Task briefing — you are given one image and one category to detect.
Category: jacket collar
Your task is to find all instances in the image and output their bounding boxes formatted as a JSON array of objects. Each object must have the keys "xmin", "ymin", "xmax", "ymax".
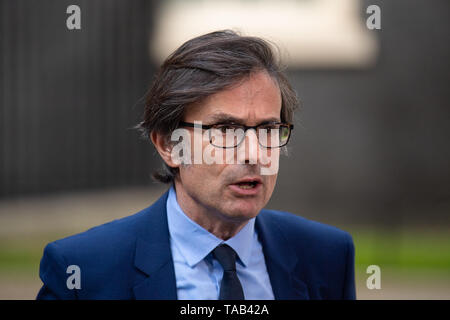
[
  {"xmin": 133, "ymin": 190, "xmax": 178, "ymax": 300},
  {"xmin": 256, "ymin": 210, "xmax": 310, "ymax": 300}
]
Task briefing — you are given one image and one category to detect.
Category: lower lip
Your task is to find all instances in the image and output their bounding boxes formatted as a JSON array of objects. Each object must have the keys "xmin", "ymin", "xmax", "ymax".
[{"xmin": 228, "ymin": 183, "xmax": 262, "ymax": 196}]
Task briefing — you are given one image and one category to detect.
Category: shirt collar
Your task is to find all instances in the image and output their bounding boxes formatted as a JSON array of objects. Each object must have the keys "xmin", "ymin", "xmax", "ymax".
[{"xmin": 166, "ymin": 185, "xmax": 255, "ymax": 268}]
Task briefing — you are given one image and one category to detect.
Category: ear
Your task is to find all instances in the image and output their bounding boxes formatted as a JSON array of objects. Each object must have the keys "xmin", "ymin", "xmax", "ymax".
[{"xmin": 150, "ymin": 131, "xmax": 180, "ymax": 169}]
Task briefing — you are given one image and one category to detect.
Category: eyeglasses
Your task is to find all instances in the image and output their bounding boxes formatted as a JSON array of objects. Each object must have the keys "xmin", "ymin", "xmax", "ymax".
[{"xmin": 178, "ymin": 121, "xmax": 294, "ymax": 148}]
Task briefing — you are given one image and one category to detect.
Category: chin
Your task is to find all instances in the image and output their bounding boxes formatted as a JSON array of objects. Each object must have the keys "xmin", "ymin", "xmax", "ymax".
[{"xmin": 224, "ymin": 201, "xmax": 262, "ymax": 221}]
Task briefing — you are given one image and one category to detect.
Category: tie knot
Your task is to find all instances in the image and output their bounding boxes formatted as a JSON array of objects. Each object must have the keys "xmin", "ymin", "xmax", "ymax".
[{"xmin": 212, "ymin": 244, "xmax": 237, "ymax": 271}]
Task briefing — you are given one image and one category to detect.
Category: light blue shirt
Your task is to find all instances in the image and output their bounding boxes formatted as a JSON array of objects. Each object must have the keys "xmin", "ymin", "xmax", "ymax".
[{"xmin": 166, "ymin": 186, "xmax": 275, "ymax": 300}]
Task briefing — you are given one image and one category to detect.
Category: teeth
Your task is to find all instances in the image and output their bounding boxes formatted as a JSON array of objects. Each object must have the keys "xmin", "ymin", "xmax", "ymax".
[{"xmin": 238, "ymin": 183, "xmax": 255, "ymax": 189}]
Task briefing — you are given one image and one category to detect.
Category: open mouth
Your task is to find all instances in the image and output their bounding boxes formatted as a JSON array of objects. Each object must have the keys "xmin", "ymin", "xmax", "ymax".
[
  {"xmin": 230, "ymin": 177, "xmax": 263, "ymax": 193},
  {"xmin": 235, "ymin": 181, "xmax": 259, "ymax": 189}
]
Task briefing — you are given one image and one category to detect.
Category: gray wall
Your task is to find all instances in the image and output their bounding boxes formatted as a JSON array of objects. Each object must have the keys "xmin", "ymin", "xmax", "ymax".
[{"xmin": 1, "ymin": 0, "xmax": 159, "ymax": 197}]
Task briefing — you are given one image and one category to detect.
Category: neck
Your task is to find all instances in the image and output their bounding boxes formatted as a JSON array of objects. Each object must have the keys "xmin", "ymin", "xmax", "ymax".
[{"xmin": 173, "ymin": 181, "xmax": 249, "ymax": 240}]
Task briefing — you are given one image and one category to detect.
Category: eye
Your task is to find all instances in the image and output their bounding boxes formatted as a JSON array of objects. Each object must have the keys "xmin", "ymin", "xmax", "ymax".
[
  {"xmin": 258, "ymin": 124, "xmax": 282, "ymax": 134},
  {"xmin": 214, "ymin": 124, "xmax": 241, "ymax": 133},
  {"xmin": 280, "ymin": 126, "xmax": 290, "ymax": 139},
  {"xmin": 259, "ymin": 124, "xmax": 280, "ymax": 130}
]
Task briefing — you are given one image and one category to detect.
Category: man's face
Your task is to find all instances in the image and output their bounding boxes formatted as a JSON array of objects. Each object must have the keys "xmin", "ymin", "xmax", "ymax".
[{"xmin": 173, "ymin": 71, "xmax": 282, "ymax": 223}]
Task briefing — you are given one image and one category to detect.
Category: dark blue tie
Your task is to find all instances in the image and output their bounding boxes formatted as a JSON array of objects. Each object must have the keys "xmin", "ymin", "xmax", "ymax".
[{"xmin": 213, "ymin": 244, "xmax": 245, "ymax": 300}]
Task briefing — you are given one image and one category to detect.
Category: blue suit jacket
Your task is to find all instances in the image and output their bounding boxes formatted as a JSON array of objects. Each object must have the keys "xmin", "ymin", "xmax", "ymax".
[{"xmin": 37, "ymin": 190, "xmax": 356, "ymax": 300}]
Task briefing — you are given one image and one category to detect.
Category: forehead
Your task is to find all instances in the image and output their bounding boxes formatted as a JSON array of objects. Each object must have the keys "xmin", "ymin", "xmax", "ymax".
[{"xmin": 184, "ymin": 71, "xmax": 282, "ymax": 123}]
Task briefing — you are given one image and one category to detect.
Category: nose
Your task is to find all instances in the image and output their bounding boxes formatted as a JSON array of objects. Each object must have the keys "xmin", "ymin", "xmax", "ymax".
[{"xmin": 237, "ymin": 129, "xmax": 259, "ymax": 164}]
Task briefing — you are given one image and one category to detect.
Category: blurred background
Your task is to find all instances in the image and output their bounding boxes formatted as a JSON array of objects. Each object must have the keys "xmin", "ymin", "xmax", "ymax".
[{"xmin": 0, "ymin": 0, "xmax": 449, "ymax": 299}]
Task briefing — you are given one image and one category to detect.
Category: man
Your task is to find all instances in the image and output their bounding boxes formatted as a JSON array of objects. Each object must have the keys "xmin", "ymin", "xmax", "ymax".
[{"xmin": 37, "ymin": 30, "xmax": 355, "ymax": 300}]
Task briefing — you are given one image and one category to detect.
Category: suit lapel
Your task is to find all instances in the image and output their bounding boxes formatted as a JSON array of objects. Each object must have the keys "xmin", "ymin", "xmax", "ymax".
[
  {"xmin": 256, "ymin": 211, "xmax": 309, "ymax": 300},
  {"xmin": 130, "ymin": 191, "xmax": 309, "ymax": 300},
  {"xmin": 132, "ymin": 191, "xmax": 178, "ymax": 300}
]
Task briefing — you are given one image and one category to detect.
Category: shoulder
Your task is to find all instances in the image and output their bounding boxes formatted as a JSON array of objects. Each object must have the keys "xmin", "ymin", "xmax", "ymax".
[
  {"xmin": 37, "ymin": 203, "xmax": 165, "ymax": 299},
  {"xmin": 259, "ymin": 209, "xmax": 353, "ymax": 244},
  {"xmin": 39, "ymin": 189, "xmax": 169, "ymax": 279},
  {"xmin": 37, "ymin": 192, "xmax": 170, "ymax": 299},
  {"xmin": 46, "ymin": 205, "xmax": 152, "ymax": 259},
  {"xmin": 257, "ymin": 209, "xmax": 354, "ymax": 262},
  {"xmin": 257, "ymin": 209, "xmax": 356, "ymax": 299},
  {"xmin": 45, "ymin": 190, "xmax": 169, "ymax": 259}
]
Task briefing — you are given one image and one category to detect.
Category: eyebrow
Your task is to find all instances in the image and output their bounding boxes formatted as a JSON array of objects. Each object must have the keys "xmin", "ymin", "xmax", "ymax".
[{"xmin": 205, "ymin": 112, "xmax": 281, "ymax": 125}]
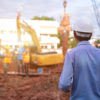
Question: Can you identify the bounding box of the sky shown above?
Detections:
[0,0,100,37]
[0,0,63,20]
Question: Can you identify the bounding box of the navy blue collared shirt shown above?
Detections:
[59,41,100,100]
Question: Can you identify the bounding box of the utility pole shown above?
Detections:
[58,0,72,56]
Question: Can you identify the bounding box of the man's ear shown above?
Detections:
[74,31,79,43]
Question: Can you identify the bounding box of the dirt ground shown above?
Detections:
[0,62,71,100]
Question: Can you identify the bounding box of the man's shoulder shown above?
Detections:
[92,46,100,52]
[67,45,100,55]
[64,47,77,61]
[67,46,78,55]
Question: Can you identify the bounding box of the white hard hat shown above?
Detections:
[72,17,93,33]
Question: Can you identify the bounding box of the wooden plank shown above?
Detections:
[5,72,50,76]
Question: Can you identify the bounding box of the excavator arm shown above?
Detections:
[16,16,41,53]
[16,16,21,41]
[16,16,63,66]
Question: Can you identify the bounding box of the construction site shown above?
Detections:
[0,15,69,100]
[0,62,71,100]
[0,0,100,100]
[0,0,71,100]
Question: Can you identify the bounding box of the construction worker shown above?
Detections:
[17,46,25,73]
[59,17,100,100]
[3,48,12,75]
[0,46,5,62]
[23,47,30,75]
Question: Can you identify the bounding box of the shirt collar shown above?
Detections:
[77,41,90,46]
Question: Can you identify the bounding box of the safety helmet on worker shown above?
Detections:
[72,17,93,33]
[72,17,93,41]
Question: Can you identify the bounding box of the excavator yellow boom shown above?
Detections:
[16,16,41,53]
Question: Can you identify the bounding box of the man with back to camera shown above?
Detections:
[59,17,100,100]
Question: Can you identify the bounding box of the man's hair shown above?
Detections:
[74,31,92,41]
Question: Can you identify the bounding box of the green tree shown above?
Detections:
[55,31,62,48]
[95,39,100,43]
[68,37,77,48]
[56,31,77,48]
[32,16,55,20]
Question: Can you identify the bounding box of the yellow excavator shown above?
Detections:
[16,15,63,67]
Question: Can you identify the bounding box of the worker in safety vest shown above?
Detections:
[23,47,30,75]
[59,17,100,100]
[17,46,25,73]
[3,48,12,75]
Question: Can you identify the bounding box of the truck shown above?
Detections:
[16,15,63,67]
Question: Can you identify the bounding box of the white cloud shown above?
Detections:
[0,0,100,36]
[0,0,63,19]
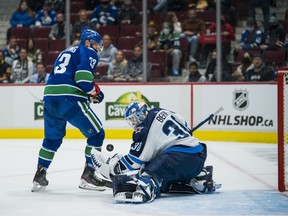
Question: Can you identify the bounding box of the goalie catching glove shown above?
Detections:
[91,148,122,183]
[88,83,104,103]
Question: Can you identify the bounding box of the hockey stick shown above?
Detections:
[26,88,43,102]
[191,107,224,133]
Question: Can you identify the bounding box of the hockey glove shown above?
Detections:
[88,83,104,103]
[89,91,104,103]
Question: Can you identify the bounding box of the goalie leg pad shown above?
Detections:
[113,174,137,196]
[113,173,160,203]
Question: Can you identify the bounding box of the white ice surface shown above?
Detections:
[0,139,288,216]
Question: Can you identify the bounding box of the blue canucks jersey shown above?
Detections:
[44,45,99,102]
[118,108,203,172]
[239,29,265,50]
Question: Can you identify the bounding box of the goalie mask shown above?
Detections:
[80,29,103,53]
[125,101,150,130]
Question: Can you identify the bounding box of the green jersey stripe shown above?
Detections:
[75,70,94,82]
[39,148,55,160]
[44,84,87,97]
[78,101,102,132]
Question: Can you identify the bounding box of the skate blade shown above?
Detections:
[214,183,222,190]
[31,182,46,192]
[113,192,145,203]
[79,179,106,191]
[207,182,222,192]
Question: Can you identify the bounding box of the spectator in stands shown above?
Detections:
[29,62,49,84]
[158,21,182,76]
[102,50,128,82]
[35,0,57,27]
[260,14,286,51]
[136,21,159,51]
[3,36,20,66]
[0,51,12,84]
[199,15,235,68]
[91,0,118,30]
[146,21,159,51]
[205,50,232,82]
[11,48,34,84]
[72,9,95,42]
[248,0,270,33]
[7,0,35,41]
[231,52,254,81]
[183,61,207,82]
[245,54,275,81]
[221,0,237,29]
[98,34,118,67]
[9,0,35,28]
[234,17,265,61]
[164,11,182,34]
[26,38,42,70]
[118,0,140,25]
[49,12,72,40]
[124,44,151,82]
[182,7,206,62]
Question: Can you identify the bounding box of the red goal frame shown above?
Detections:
[277,68,288,192]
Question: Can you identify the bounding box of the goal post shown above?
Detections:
[277,68,288,192]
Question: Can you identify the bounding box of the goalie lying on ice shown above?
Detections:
[91,101,221,203]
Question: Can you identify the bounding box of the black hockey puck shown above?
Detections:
[106,144,114,152]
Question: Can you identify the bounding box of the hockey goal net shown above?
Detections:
[278,69,288,192]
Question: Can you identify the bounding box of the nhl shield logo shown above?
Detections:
[233,90,248,110]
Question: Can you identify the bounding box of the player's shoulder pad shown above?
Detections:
[80,45,98,58]
[148,107,162,117]
[145,107,163,123]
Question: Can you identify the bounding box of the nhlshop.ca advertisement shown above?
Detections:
[193,84,276,132]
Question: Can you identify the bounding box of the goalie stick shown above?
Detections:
[190,107,224,133]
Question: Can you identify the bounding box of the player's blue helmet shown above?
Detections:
[125,101,150,129]
[80,29,103,52]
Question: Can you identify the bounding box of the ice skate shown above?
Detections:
[190,166,222,193]
[31,165,49,192]
[79,167,106,191]
[203,165,222,192]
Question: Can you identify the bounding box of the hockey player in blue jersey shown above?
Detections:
[32,29,106,192]
[91,101,221,203]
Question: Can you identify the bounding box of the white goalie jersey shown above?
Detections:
[117,108,203,173]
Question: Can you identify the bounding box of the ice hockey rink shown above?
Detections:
[0,139,288,216]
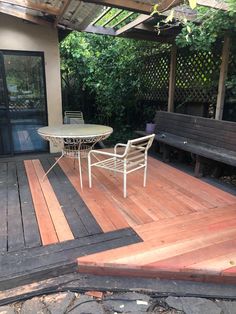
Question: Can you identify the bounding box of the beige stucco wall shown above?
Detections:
[0,13,62,152]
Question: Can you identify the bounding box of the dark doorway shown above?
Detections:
[0,50,48,156]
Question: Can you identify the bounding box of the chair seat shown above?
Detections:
[93,156,146,173]
[88,134,155,198]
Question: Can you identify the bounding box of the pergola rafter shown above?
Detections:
[0,0,60,15]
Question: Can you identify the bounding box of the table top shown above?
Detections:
[38,124,113,139]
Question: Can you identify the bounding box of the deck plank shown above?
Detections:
[7,161,25,252]
[46,157,103,236]
[32,159,74,242]
[16,161,41,249]
[40,157,90,238]
[24,160,58,245]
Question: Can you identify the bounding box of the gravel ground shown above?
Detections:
[0,291,236,314]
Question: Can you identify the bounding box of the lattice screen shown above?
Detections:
[175,49,221,104]
[138,52,170,101]
[138,47,222,115]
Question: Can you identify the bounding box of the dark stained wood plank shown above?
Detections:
[16,161,41,249]
[32,159,74,242]
[40,157,89,238]
[24,160,58,245]
[58,157,118,232]
[43,157,103,236]
[0,162,8,252]
[0,228,141,290]
[7,161,25,252]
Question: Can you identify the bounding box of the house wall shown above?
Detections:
[0,13,62,152]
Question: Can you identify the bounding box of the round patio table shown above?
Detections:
[38,124,113,188]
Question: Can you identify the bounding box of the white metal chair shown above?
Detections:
[88,134,155,198]
[64,111,84,124]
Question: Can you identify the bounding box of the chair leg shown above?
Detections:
[123,172,127,198]
[143,165,147,187]
[88,153,92,188]
[78,153,83,189]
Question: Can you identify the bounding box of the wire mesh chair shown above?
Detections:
[64,111,84,124]
[88,134,155,198]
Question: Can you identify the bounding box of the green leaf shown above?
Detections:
[188,0,197,9]
[165,9,174,23]
[187,25,192,33]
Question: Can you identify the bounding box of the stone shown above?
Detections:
[166,297,222,314]
[43,292,75,314]
[104,292,150,313]
[0,305,15,314]
[217,300,236,314]
[68,294,104,314]
[20,297,47,314]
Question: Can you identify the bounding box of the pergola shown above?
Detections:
[0,0,230,119]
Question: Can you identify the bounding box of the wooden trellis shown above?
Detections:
[138,45,224,118]
[138,52,170,102]
[174,49,221,103]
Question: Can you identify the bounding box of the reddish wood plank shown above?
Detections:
[148,238,236,270]
[32,159,74,242]
[24,160,58,245]
[77,263,236,284]
[58,157,118,232]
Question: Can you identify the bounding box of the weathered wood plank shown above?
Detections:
[44,157,103,236]
[0,228,141,290]
[32,159,74,242]
[16,161,41,249]
[7,161,25,252]
[40,157,89,238]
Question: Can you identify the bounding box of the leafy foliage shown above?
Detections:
[60,32,160,143]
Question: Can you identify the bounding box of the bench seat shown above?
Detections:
[136,111,236,176]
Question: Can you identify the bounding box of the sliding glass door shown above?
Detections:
[0,50,48,155]
[0,52,12,155]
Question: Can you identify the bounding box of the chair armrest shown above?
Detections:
[88,149,122,158]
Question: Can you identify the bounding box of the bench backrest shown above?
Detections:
[155,111,236,152]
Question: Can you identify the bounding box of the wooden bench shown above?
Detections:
[136,111,236,177]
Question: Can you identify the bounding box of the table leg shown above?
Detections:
[42,151,65,181]
[78,152,83,189]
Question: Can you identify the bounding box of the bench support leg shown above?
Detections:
[162,144,170,162]
[194,155,204,178]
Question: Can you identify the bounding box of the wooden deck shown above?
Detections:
[1,153,236,289]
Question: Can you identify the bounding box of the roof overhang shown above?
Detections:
[0,0,229,42]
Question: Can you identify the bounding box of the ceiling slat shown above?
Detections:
[0,0,60,15]
[0,5,52,26]
[101,9,123,27]
[115,14,151,35]
[54,0,72,27]
[82,0,183,14]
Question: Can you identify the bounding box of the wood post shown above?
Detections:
[168,44,177,112]
[215,34,231,120]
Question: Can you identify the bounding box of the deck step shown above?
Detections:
[77,261,236,285]
[0,228,141,290]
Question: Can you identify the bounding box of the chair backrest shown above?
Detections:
[64,111,84,124]
[123,134,155,163]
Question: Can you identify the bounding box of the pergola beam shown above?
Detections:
*-*-*
▸ Your objective
Starting with the first line of the records above and stopping after the line containing "Category: shirt collar", repeat every line exactly and leave out the pictures.

▸ Solution for this task
Task briefing — you are given one image and one category to detect.
Category: jacket collar
Your task is to find all instances in the image and output their bounding boxes formatted as a JSON array of objects. Each object must have the keys "xmin", "ymin", "xmax", "ymax".
[
  {"xmin": 133, "ymin": 190, "xmax": 178, "ymax": 300},
  {"xmin": 256, "ymin": 210, "xmax": 310, "ymax": 300}
]
Task briefing — you are given one image and one category to detect.
Category: lower lip
Your task is to find all instances in the image and output their bounding boxes formatted as a JSON array of objects. Each object must have the keys "xmin", "ymin", "xmax", "ymax".
[{"xmin": 228, "ymin": 183, "xmax": 262, "ymax": 196}]
Task briefing — you are given one image and one category to detect.
Category: shirt collar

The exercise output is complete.